AUFGABE:
Wie heißt im zu prüfenden Text derjenige, dem das Himmlische hilft?

2. Innerlichkeit

[244] Wessen innere Welt gelassen ist und fest, der entwickelt sich im Licht des Himmels. Wer sich entwickelt im Licht des Himmels, der bleibt nur in seinem äußeren Leben für die Menschen sichtbar. Die andern Menschen suchen sich zu bilden,[244] aber er hat nun das Dauernde erreicht. Wer das Dauernde erreicht hat, von dem fällt das Menschliche ab, und das Himmlische hilft ihm. Von wem das Menschliche abfällt, der gehört zum Reich des Himmels; wem das Himmlische hilft, der heißt Sohn des Himmels.

Die aber das durch Lernen erreichen wollen, lernen an etwas, das sie nicht lernen können; die das ausüben wollen, bemühen sich um etwas, das sie nicht ausüben können; die das beweisen wollen, suchen etwas zu beweisen, das sich nicht beweisen läßt. Wer mit seinem Erkennen haltmacht vor dem, was man nicht erkennen kann, der hat's erreicht. Wer nicht dazu gelangt, der wird zunichte nach einer inneren Notwendigkeit.

VORLIEGENDE DATEN:

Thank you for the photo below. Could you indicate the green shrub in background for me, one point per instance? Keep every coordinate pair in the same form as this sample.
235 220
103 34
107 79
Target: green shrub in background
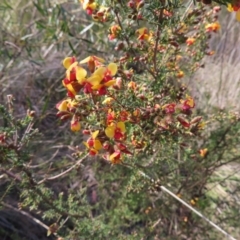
82 197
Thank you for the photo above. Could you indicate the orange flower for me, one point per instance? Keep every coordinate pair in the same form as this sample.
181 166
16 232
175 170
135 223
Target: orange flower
132 85
114 31
187 104
190 41
169 108
115 130
144 34
213 27
203 152
75 124
235 7
93 144
115 158
180 74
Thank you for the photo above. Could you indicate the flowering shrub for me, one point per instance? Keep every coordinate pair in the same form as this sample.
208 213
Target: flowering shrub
139 100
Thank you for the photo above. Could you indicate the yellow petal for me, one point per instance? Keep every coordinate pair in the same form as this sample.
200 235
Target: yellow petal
97 145
108 100
85 60
75 125
94 79
99 59
86 144
94 134
238 15
229 7
110 83
71 89
97 86
110 130
100 72
63 105
81 73
121 125
113 68
67 62
70 69
140 31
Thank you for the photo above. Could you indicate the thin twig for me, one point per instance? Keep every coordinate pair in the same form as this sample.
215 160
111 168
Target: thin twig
191 208
63 173
29 216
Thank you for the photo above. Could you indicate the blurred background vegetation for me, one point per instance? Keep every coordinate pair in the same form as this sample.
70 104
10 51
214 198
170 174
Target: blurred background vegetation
97 200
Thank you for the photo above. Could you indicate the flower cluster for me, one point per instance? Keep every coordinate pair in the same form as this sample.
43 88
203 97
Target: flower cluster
235 7
127 106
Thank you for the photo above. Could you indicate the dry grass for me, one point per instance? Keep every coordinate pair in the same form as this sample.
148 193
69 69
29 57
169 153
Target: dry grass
218 83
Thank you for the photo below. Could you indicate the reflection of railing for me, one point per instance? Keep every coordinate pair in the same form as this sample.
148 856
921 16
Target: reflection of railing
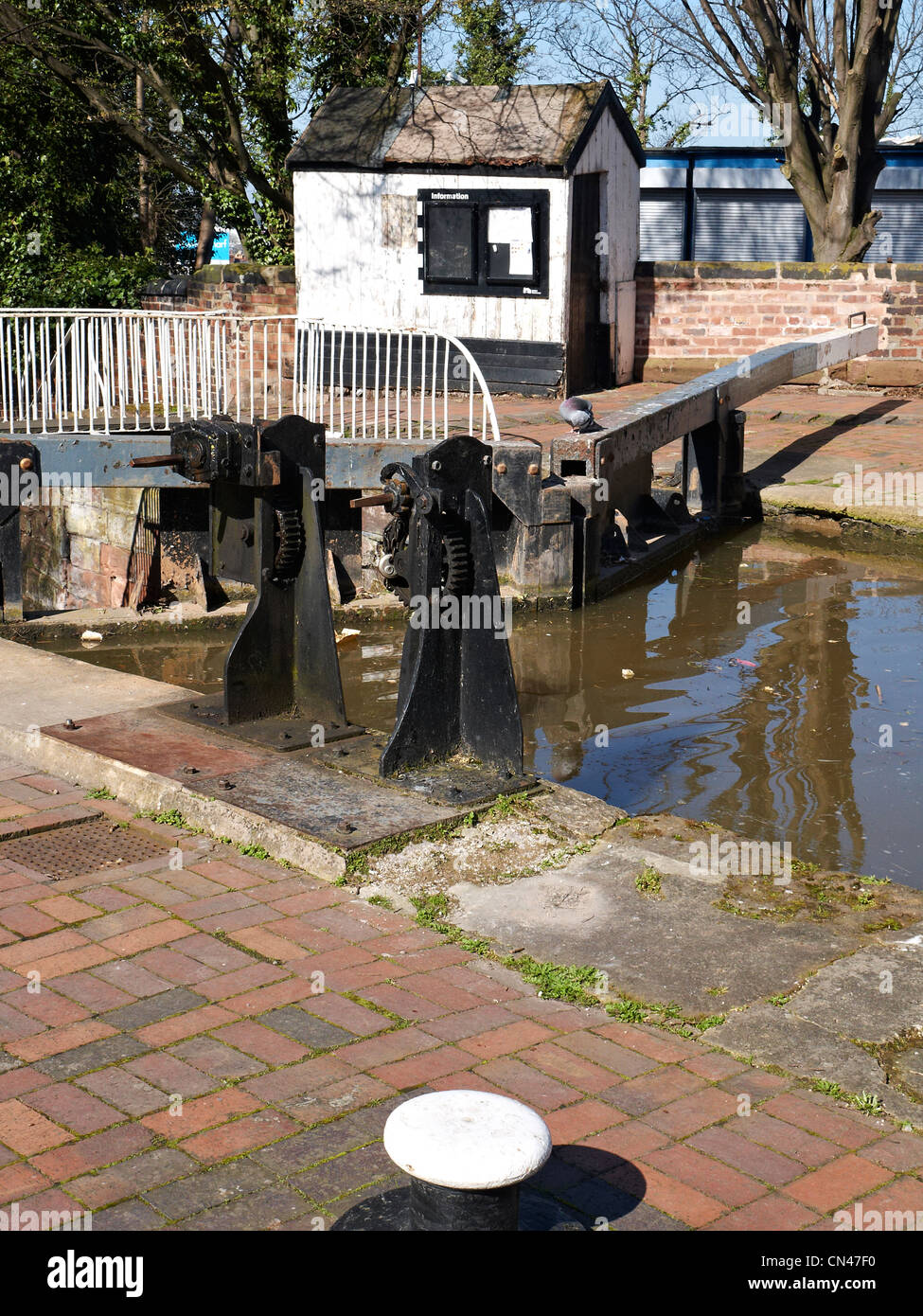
104 371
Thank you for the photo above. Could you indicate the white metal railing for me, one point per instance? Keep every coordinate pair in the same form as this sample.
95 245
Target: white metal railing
105 371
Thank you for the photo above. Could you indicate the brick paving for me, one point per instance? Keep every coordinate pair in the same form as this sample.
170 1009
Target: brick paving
797 438
218 1046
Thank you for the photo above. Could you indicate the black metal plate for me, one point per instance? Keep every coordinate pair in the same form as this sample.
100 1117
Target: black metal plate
453 783
276 733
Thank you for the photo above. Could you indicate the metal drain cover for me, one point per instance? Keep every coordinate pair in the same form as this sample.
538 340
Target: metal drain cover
69 852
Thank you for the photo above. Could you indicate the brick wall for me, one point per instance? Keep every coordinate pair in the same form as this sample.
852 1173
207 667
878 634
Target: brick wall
80 549
693 314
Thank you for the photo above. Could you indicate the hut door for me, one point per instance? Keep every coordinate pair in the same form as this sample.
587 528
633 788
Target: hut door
588 337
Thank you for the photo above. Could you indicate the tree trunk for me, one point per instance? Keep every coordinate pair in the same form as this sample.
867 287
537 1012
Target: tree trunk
203 252
147 211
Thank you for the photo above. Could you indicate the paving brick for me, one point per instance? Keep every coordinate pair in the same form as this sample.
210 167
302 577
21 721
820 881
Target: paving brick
60 1040
131 1217
403 1003
311 1147
337 1097
898 1151
127 1180
214 953
94 1056
46 1005
214 1057
346 1013
258 1001
649 1092
506 1040
185 1025
151 1009
94 1151
307 1076
903 1195
175 966
40 948
27 920
21 1079
607 1053
836 1183
124 1090
306 1028
142 938
131 977
630 1140
657 1045
244 1134
420 1069
750 1157
27 1130
66 962
346 1173
706 1174
242 979
78 1111
209 1188
203 1112
578 1121
528 1085
266 1210
563 1065
66 908
262 1042
788 1139
693 1112
827 1123
714 1066
19 1181
390 1046
434 986
170 1074
772 1214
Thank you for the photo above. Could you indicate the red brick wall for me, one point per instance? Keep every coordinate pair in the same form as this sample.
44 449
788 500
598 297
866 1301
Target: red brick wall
245 291
693 316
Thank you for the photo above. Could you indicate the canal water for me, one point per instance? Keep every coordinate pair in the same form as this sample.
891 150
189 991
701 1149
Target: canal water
772 684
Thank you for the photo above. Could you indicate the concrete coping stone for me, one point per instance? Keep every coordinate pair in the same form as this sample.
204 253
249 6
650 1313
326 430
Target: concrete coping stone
468 1140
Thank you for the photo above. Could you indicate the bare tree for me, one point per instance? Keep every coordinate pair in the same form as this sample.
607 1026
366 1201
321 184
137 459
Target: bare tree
832 75
640 53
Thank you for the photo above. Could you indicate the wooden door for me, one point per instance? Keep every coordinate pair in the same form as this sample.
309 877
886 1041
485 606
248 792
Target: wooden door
588 347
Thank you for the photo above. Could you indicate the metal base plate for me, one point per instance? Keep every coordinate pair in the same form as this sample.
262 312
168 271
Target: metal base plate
278 733
389 1212
453 783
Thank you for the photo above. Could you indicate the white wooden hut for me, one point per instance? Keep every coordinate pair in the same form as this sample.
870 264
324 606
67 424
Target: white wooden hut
507 216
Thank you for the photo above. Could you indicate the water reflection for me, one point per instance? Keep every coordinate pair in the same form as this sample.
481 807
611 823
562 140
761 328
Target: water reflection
768 675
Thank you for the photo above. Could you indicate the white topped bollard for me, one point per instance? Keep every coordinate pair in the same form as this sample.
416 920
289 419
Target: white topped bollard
467 1153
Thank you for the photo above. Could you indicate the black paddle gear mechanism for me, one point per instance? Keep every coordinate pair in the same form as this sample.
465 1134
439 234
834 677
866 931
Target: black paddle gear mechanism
282 682
455 695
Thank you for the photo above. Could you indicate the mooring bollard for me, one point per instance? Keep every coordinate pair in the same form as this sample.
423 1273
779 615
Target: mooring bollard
467 1153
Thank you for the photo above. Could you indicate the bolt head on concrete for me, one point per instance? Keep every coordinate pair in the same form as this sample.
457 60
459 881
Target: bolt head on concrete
468 1140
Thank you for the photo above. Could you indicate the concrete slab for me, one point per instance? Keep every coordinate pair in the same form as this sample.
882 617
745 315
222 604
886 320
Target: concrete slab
40 688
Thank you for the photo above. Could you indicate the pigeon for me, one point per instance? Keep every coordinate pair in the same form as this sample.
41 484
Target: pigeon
578 414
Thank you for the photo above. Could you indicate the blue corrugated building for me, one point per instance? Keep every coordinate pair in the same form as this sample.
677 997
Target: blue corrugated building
731 203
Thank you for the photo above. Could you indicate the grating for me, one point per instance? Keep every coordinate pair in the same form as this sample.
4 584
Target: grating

LÖSUNG:
Er heißt Sohn des Himmels.